# START OF Extracted information
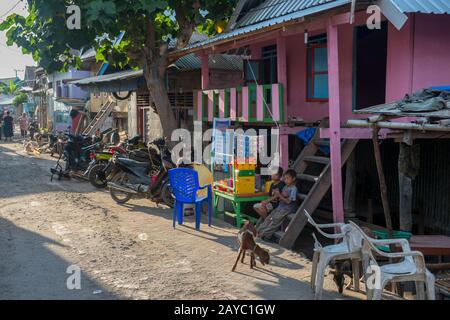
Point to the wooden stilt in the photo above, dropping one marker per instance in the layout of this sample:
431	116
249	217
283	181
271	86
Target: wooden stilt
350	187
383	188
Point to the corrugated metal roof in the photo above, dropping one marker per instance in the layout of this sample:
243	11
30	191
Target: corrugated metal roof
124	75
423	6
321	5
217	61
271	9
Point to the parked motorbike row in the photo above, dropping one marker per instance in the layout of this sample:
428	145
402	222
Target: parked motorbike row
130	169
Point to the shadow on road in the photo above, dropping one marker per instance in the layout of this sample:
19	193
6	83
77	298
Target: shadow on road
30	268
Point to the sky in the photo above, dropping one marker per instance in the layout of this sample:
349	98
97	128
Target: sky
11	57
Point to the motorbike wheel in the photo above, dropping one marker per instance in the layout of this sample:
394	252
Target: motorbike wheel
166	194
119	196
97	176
# END OF Extracted information
# START OF Extracted information
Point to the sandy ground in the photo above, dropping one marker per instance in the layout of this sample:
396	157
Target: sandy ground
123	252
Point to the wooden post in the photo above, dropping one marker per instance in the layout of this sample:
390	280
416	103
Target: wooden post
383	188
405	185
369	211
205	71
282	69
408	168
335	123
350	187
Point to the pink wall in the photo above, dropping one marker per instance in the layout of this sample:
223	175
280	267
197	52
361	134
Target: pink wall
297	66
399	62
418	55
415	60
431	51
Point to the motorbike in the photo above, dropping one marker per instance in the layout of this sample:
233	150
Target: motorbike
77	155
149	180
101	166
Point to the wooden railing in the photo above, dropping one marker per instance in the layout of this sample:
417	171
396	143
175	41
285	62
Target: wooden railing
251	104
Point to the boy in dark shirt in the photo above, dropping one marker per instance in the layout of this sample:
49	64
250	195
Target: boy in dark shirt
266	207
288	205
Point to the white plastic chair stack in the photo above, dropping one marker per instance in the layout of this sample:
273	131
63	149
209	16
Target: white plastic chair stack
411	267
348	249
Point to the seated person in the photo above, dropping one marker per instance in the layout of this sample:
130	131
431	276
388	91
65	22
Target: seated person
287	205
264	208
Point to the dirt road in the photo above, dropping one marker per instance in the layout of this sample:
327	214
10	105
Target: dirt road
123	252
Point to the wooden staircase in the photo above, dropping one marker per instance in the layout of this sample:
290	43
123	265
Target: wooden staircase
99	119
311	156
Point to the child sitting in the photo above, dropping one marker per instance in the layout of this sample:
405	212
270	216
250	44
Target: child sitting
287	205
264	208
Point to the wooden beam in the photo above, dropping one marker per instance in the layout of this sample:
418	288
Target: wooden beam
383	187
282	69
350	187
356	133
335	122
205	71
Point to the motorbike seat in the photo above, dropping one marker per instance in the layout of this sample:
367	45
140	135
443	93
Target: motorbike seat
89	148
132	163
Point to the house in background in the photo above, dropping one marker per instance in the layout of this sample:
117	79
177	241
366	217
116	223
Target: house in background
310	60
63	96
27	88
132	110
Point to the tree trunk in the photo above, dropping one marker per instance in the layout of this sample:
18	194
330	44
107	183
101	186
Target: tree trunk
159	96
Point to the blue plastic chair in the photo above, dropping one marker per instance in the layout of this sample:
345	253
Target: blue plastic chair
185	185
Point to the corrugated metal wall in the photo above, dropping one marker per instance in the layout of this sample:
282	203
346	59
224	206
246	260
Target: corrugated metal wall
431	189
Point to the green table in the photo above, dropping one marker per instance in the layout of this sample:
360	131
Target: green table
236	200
# END OF Extracted information
▸ Challenge:
Find every line in the items above that contains the word "trunk", and copy each of those lines. Case counts.

▸ Task response:
Point to the tree trunk in the photo above, dropping one marker per instance in the layout of this sample:
Target: tree trunk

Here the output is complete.